▶ PROBLEM TO SOLVE
Identify every line below that contains the word "building", and copy each of those lines. Case counts.

· · · ·

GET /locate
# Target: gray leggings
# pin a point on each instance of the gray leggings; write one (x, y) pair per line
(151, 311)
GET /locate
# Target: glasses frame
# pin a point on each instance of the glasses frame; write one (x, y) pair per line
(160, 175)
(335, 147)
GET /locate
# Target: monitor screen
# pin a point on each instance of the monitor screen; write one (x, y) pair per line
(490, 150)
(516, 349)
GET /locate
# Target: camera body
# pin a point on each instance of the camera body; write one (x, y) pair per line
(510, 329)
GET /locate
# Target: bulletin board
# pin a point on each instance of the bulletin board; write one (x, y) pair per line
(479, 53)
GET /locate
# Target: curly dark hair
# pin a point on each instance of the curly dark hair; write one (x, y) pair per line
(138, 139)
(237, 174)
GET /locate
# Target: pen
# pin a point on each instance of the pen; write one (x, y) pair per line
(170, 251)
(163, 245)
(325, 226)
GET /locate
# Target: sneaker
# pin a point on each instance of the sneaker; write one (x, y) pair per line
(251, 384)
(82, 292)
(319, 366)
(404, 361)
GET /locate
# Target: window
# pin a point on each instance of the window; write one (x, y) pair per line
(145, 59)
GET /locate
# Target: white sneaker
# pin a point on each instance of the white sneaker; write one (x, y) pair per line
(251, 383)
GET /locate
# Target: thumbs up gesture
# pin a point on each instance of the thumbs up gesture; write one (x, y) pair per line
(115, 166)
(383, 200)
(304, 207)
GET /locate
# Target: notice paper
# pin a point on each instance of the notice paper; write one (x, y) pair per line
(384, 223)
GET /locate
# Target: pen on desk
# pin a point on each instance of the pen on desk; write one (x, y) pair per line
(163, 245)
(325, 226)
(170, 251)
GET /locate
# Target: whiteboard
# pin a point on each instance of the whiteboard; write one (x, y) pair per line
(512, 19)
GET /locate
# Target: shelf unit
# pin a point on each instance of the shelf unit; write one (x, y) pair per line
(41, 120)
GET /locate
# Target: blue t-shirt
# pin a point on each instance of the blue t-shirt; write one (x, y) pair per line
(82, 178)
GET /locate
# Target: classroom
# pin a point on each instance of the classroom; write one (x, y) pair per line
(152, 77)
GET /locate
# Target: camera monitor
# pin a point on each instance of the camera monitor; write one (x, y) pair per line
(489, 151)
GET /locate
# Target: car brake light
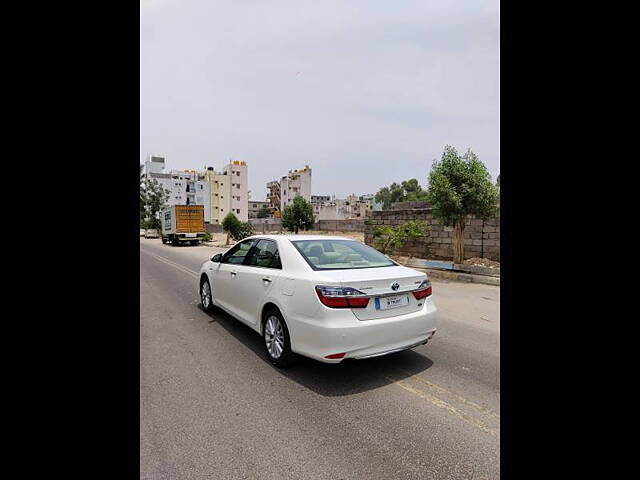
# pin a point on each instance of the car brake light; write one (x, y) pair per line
(424, 290)
(334, 356)
(342, 297)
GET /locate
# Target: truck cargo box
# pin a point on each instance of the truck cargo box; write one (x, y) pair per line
(182, 223)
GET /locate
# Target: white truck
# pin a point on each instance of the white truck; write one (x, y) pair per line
(182, 224)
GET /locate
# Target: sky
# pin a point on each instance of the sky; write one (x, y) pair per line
(364, 92)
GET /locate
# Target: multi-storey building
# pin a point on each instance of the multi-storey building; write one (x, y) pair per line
(219, 192)
(297, 182)
(186, 187)
(255, 206)
(229, 191)
(332, 208)
(274, 198)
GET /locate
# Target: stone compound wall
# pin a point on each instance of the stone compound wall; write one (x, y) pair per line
(352, 225)
(481, 238)
(264, 225)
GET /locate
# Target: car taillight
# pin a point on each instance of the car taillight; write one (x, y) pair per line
(342, 297)
(424, 290)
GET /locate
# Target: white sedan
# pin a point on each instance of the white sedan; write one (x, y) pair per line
(327, 298)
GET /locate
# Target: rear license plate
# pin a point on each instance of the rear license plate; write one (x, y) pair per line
(395, 301)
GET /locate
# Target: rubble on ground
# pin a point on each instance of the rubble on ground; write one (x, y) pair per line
(482, 262)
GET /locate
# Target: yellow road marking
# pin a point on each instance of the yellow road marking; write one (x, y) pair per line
(462, 399)
(444, 405)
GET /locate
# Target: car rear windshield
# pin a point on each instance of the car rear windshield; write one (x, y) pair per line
(340, 254)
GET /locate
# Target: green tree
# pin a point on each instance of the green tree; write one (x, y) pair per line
(263, 212)
(461, 186)
(153, 197)
(407, 191)
(244, 230)
(298, 215)
(388, 239)
(230, 225)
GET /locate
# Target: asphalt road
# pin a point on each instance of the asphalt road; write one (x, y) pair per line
(211, 406)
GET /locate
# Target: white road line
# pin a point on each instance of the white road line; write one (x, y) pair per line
(172, 264)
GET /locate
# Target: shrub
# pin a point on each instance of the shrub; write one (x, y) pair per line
(243, 230)
(389, 239)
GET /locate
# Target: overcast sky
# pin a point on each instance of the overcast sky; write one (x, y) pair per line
(364, 92)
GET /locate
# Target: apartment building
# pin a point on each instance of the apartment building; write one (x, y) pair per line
(274, 197)
(229, 191)
(186, 187)
(255, 206)
(332, 208)
(296, 182)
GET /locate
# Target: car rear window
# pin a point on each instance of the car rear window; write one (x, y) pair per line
(340, 254)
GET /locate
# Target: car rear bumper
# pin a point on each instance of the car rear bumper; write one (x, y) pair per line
(359, 339)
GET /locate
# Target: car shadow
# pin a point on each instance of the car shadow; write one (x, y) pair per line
(331, 380)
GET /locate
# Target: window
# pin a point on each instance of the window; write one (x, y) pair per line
(340, 255)
(265, 254)
(238, 253)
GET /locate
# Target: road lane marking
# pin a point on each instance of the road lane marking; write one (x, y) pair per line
(444, 405)
(462, 399)
(172, 264)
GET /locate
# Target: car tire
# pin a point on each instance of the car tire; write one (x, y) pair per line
(206, 295)
(276, 340)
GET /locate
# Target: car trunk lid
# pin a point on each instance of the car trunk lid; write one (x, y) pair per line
(378, 283)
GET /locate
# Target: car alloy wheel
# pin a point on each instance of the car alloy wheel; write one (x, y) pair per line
(205, 296)
(274, 337)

· · · ·

▶ ANSWER TO THE TASK
# Target: multi-storey building
# pin a point on each instance of the multi-storey building; write one (x, y) pair per line
# Target: apartment building
# pin a point on each instance of the apartment building; write one (x, y) pair per line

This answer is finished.